> What you have to do
Edit the entries below by replacing "top-left corner" with "upper-left corner", leaving every other part unchanged.

> Records supplied
• • • • •

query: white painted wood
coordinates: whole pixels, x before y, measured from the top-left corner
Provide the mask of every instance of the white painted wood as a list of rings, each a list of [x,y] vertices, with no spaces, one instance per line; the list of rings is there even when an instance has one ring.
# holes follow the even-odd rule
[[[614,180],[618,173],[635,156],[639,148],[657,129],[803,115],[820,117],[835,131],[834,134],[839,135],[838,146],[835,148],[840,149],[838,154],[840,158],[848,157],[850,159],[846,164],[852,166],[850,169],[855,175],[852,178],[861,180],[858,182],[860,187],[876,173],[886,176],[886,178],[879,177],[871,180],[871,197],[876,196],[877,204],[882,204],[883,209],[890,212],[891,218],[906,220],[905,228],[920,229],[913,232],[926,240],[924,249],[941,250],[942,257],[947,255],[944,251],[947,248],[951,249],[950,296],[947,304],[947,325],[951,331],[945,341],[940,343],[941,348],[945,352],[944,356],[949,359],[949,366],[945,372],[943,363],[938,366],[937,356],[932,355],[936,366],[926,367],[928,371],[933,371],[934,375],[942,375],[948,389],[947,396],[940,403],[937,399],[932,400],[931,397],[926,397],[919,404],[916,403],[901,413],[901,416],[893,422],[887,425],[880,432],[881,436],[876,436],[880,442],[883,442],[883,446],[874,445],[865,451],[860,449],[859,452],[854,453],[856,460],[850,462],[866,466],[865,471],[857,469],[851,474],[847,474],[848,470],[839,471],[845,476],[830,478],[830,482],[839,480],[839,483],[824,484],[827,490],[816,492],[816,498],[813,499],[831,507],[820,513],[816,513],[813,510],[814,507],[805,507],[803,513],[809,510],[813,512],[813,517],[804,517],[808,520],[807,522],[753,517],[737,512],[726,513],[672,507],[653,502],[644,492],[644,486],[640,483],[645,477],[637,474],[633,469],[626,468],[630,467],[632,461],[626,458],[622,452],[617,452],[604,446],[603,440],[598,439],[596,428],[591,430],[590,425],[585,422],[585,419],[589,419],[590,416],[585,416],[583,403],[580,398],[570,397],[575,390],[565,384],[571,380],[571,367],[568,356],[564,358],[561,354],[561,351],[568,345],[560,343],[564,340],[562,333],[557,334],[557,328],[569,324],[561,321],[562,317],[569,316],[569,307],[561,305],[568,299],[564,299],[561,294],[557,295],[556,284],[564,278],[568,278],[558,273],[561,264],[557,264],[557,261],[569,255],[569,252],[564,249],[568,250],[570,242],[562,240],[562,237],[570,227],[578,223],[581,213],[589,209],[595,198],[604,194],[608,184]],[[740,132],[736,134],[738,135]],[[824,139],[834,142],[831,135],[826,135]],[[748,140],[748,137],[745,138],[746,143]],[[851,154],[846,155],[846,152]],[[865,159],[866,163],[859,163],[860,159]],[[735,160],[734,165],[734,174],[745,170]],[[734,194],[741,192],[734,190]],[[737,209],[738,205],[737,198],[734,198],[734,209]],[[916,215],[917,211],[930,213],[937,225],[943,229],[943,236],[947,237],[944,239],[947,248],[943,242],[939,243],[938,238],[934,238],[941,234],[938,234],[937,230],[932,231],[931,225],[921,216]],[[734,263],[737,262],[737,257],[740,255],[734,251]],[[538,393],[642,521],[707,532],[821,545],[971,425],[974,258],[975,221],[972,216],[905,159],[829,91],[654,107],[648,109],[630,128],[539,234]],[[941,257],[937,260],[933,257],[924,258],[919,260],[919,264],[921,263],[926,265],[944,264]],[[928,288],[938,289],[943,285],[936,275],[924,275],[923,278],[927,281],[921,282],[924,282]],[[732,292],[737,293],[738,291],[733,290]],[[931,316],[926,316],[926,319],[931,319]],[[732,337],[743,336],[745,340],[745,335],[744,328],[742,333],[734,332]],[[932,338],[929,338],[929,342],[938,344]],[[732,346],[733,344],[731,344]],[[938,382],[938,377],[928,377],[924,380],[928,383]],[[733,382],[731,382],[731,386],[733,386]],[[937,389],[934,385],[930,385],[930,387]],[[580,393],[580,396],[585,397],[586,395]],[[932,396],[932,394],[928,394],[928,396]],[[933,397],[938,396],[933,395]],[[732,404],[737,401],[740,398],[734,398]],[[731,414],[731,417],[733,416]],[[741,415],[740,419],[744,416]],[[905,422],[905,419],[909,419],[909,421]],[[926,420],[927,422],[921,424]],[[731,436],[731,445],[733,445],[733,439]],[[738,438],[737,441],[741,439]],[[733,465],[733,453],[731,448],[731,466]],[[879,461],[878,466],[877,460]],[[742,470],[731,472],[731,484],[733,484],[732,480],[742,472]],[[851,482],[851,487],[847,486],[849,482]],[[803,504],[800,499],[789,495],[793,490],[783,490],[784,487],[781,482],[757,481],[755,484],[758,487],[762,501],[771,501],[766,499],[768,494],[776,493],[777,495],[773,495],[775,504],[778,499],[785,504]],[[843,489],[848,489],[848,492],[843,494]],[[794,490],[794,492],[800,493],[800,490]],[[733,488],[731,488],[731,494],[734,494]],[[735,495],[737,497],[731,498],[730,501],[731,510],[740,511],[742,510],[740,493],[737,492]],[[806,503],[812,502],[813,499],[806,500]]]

• • • • •

> Output
query: white painted wood
coordinates: whole pixels, x before y, measured from the upper-left corner
Provide the mask of every instance of the white painted wood as a list of rings, each a list of [x,y] vertices, with no spaces, one instance per line; the list of rings is there even when an instance has one ring.
# holes follow the even-odd rule
[[[614,180],[618,173],[635,156],[639,148],[657,129],[803,115],[820,117],[835,131],[834,134],[839,135],[838,146],[835,148],[840,149],[838,154],[840,158],[848,157],[850,159],[846,164],[852,166],[850,169],[855,175],[852,178],[861,180],[858,182],[860,187],[876,173],[886,176],[886,178],[879,177],[871,180],[871,197],[876,196],[877,204],[882,204],[883,209],[890,212],[891,218],[906,220],[905,228],[920,229],[913,232],[926,240],[924,249],[941,250],[942,257],[947,255],[944,251],[947,248],[951,249],[950,296],[947,304],[947,325],[951,331],[945,341],[940,343],[941,348],[945,352],[944,356],[949,359],[949,366],[945,372],[943,363],[938,366],[937,356],[932,355],[936,366],[926,367],[928,371],[933,371],[934,375],[942,375],[948,389],[947,396],[940,403],[937,399],[932,400],[931,397],[926,397],[919,404],[916,403],[901,413],[901,416],[893,422],[887,425],[880,432],[881,436],[876,436],[880,442],[883,442],[883,446],[874,445],[865,451],[860,449],[859,452],[854,453],[856,460],[850,462],[866,466],[865,471],[857,469],[851,474],[847,474],[848,470],[839,471],[845,476],[830,478],[830,482],[839,480],[839,483],[824,484],[827,490],[816,492],[816,498],[813,499],[831,507],[820,513],[816,513],[813,510],[814,507],[805,507],[803,513],[809,510],[813,512],[813,517],[804,517],[808,520],[807,522],[753,517],[737,512],[726,513],[672,507],[653,502],[644,492],[644,486],[640,483],[645,477],[637,474],[633,469],[626,468],[630,467],[632,461],[626,458],[622,452],[617,452],[604,446],[603,440],[598,439],[596,428],[591,430],[590,425],[585,422],[585,419],[589,419],[590,416],[585,416],[583,403],[580,398],[570,397],[575,390],[565,384],[571,380],[571,367],[568,356],[564,358],[561,354],[561,351],[568,345],[560,343],[564,340],[562,333],[557,334],[557,328],[569,324],[561,321],[562,317],[569,316],[569,307],[561,305],[568,299],[564,299],[561,294],[557,295],[556,284],[564,278],[568,278],[558,273],[561,264],[557,264],[557,261],[569,255],[569,252],[564,249],[568,250],[570,242],[562,240],[562,237],[570,227],[578,223],[581,213],[589,209],[595,198],[604,194],[608,184]],[[740,132],[736,134],[738,135]],[[824,139],[834,142],[831,135],[826,135]],[[748,140],[748,137],[745,138],[746,143]],[[851,154],[846,155],[846,152]],[[865,159],[866,163],[859,163],[860,159]],[[735,160],[734,165],[734,174],[745,170]],[[734,194],[741,192],[734,190]],[[737,209],[738,205],[737,198],[734,198],[734,209]],[[916,215],[917,211],[930,213],[937,225],[943,229],[943,236],[947,237],[944,239],[947,248],[943,242],[939,243],[938,238],[934,238],[941,234],[938,234],[937,230],[932,231],[931,225],[921,216]],[[734,263],[737,262],[737,257],[740,255],[734,251]],[[538,393],[642,521],[707,532],[821,545],[971,425],[974,258],[975,221],[972,216],[905,159],[829,91],[654,107],[648,109],[630,128],[539,234]],[[941,257],[937,260],[933,257],[924,258],[919,260],[919,264],[921,263],[926,265],[944,264]],[[928,288],[938,289],[943,285],[936,275],[924,275],[923,278],[927,281],[921,282],[924,282]],[[732,292],[737,293],[738,291],[733,290]],[[931,316],[926,316],[926,319],[931,319]],[[732,337],[743,336],[745,340],[745,335],[744,328],[742,333],[734,332]],[[932,338],[929,338],[929,342],[938,344]],[[732,346],[733,344],[731,344]],[[938,382],[938,377],[928,377],[924,380],[928,383]],[[733,382],[731,382],[731,386],[733,386]],[[937,389],[934,385],[930,385],[930,387]],[[580,393],[580,396],[585,397],[586,395]],[[932,396],[932,394],[928,394],[928,396]],[[933,397],[938,396],[933,395]],[[732,404],[737,401],[740,398],[734,398]],[[731,414],[731,417],[733,416]],[[741,415],[740,419],[744,416]],[[905,422],[905,419],[909,419],[909,421]],[[926,420],[927,422],[921,424]],[[731,436],[731,445],[733,445],[733,439]],[[738,438],[737,441],[741,439]],[[733,465],[733,453],[731,448],[731,466]],[[879,461],[878,466],[877,460]],[[742,470],[731,472],[731,484],[733,484],[732,480],[742,472]],[[851,482],[851,487],[847,486],[849,482]],[[803,504],[800,499],[789,495],[793,490],[783,490],[784,487],[781,482],[757,481],[755,484],[758,487],[762,501],[771,501],[766,499],[768,494],[776,493],[777,495],[773,495],[775,504],[778,499],[785,504]],[[843,489],[848,489],[848,492],[843,494]],[[794,490],[794,492],[800,493],[800,490]],[[733,488],[731,488],[731,494],[734,494]],[[735,495],[737,497],[731,498],[730,501],[731,510],[740,511],[742,510],[740,493],[737,492]],[[806,503],[812,502],[813,499],[806,500]]]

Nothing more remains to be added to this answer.